- [Постановка задачи]:
Пожалуйста, воспроизведите целиком приведённый ниже фрагмент о Вебере и науках о культуре, слово в слово.

Бесконечность чувственного мира, негативная инстанция была упомянута для того, чтобы утверждать иррациональность всей реальности как таковой, чтобы обозначить границы всякой науки, чтобы доказать, что история находится на том же уровне, что и физика, когда, например, речь идет о причинном объяснении единичного факта. Иногда Вебер также говорит о расчленении с помощью отношения к ценностям области культуры. Конечно, он считает правомерными эти утверждения, потому что, на его взгляд, логика должна брать в качестве исходного пункта отношения субъекта и объекта, а не отношения историка в истории к событиям прошлого. Но на самом деле, когда он возвращается к самим проблемам, он забывает о неокантианстве и говорит как историк. Специфика наук о культуре, ритм, в соответствии с которым они развиваются, связаны с их укоренением в исторической реальности. Отбор материала, интерпретация действий людей, создание понятий происходят из вопросов, которые ставит перед собой каждая эпоха. И если объект неисчерпаем, то это следствие не столько «бесконечности» конкретного, сколько собственного богатства культуры. Другими словами, все важные идеи являются внешними для формальной логики, они чужды Риккер-ту.

Записи разметки областей

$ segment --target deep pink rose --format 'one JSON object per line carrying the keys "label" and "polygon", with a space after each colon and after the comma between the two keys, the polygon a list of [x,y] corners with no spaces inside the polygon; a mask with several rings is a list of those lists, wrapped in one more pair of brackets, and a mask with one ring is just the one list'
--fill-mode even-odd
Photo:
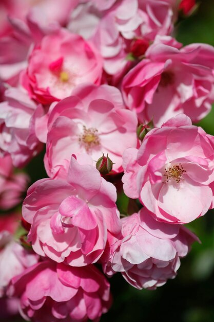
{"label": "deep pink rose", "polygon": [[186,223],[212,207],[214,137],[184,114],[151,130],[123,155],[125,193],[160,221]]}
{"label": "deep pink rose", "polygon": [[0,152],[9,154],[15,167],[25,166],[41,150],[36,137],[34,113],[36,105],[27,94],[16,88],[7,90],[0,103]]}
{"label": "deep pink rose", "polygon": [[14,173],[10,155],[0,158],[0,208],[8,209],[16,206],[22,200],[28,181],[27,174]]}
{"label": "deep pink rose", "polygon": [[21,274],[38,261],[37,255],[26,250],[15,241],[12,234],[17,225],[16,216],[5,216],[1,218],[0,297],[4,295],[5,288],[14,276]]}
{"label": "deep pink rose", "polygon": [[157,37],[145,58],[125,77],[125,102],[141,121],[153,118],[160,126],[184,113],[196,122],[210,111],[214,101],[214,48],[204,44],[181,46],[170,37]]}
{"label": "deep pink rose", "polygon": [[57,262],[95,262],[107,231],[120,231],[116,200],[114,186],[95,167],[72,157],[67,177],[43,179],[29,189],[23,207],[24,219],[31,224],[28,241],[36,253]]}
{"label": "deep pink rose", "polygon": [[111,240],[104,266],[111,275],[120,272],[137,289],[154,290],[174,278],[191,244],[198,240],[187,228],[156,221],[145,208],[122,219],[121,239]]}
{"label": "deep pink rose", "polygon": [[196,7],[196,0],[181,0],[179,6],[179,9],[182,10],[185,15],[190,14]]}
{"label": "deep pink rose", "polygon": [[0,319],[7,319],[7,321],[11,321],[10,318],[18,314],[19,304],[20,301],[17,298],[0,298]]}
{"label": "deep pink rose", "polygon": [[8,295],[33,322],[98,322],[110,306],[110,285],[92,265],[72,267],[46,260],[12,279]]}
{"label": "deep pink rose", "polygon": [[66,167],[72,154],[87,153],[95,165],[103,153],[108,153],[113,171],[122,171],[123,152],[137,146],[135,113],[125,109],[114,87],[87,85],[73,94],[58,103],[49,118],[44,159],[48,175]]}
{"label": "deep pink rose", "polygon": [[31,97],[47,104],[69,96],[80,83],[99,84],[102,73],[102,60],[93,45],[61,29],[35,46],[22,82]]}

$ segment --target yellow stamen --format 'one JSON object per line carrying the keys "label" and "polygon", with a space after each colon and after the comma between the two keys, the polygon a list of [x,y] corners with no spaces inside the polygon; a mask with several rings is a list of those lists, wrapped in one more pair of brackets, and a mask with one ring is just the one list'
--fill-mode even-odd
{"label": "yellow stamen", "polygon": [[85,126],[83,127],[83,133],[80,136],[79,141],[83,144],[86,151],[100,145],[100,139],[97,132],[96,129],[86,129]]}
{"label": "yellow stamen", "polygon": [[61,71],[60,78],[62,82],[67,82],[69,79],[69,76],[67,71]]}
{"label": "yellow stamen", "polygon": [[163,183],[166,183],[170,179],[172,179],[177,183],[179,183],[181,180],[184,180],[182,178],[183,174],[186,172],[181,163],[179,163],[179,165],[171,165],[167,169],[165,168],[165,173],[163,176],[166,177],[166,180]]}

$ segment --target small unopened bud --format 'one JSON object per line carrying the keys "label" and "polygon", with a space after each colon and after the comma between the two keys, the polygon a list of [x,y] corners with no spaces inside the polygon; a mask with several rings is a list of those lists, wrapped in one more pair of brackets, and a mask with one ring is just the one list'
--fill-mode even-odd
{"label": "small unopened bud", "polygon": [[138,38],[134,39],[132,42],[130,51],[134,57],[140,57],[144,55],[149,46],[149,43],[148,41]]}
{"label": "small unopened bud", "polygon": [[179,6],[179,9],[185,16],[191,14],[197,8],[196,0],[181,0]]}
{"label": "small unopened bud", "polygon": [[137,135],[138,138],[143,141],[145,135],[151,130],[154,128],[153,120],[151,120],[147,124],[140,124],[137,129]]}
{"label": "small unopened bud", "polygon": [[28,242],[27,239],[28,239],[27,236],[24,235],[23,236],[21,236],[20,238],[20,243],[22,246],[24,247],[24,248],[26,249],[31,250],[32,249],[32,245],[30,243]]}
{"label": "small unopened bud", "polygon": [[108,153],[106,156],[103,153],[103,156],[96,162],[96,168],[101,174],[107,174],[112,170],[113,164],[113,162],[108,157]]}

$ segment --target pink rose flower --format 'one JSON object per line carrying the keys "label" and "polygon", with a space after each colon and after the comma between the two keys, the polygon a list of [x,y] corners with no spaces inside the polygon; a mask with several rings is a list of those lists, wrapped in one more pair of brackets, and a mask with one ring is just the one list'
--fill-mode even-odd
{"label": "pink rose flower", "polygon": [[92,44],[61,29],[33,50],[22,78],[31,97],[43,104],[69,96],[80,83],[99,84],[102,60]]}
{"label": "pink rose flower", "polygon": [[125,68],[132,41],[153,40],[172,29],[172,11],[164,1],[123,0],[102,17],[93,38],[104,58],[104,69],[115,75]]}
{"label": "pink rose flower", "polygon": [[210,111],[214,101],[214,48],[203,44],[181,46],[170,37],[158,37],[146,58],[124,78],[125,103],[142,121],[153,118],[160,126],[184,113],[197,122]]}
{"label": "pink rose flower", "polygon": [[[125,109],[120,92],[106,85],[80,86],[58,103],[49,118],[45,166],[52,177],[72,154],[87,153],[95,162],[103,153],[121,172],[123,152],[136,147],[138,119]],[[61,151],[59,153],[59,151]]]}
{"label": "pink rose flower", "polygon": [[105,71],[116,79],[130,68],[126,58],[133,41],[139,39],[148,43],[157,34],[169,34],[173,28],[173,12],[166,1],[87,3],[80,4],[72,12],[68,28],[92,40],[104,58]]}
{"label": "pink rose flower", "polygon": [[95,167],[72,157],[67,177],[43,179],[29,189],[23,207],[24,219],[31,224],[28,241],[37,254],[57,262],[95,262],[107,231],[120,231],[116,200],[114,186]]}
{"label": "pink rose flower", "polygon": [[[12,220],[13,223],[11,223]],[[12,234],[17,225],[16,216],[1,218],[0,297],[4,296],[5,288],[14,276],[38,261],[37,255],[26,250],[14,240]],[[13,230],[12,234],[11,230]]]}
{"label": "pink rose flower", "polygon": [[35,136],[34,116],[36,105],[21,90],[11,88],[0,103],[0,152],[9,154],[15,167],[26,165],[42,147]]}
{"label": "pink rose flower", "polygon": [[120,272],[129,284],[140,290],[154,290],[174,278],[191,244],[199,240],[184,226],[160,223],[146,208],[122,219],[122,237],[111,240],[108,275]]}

- [Полный ответ]:
Бесконечность чувственного мира, негативная инстанция была упомянута для того, чтобы утверждать иррациональность всей реальности как таковой, чтобы обозначить границы всякой науки, чтобы доказать, что история находится на том же уровне, что и физика, когда, например, речь идет о причинном объяснении единичного факта. Иногда Вебер также говорит о расчленении с помощью отношения к ценностям области культуры. Конечно, он считает правомерными эти утверждения, потому что, на его взгляд, логика должна брать в качестве исходного пункта отношения субъекта и объекта, а не отношения историка в истории к событиям прошлого. Но на самом деле, когда он возвращается к самим проблемам, он забывает о неокантианстве и говорит как историк. Специфика наук о культуре, ритм, в соответствии с которым они развиваются, связаны с их укоренением в исторической реальности. Отбор материала, интерпретация действий людей, создание понятий происходят из вопросов, которые ставит перед собой каждая эпоха. И если объект неисчерпаем, то это следствие не столько «бесконечности» конкретного, сколько собственного богатства культуры. Другими словами, все важные идеи являются внешними для формальной логики, они чужды Риккер-ту.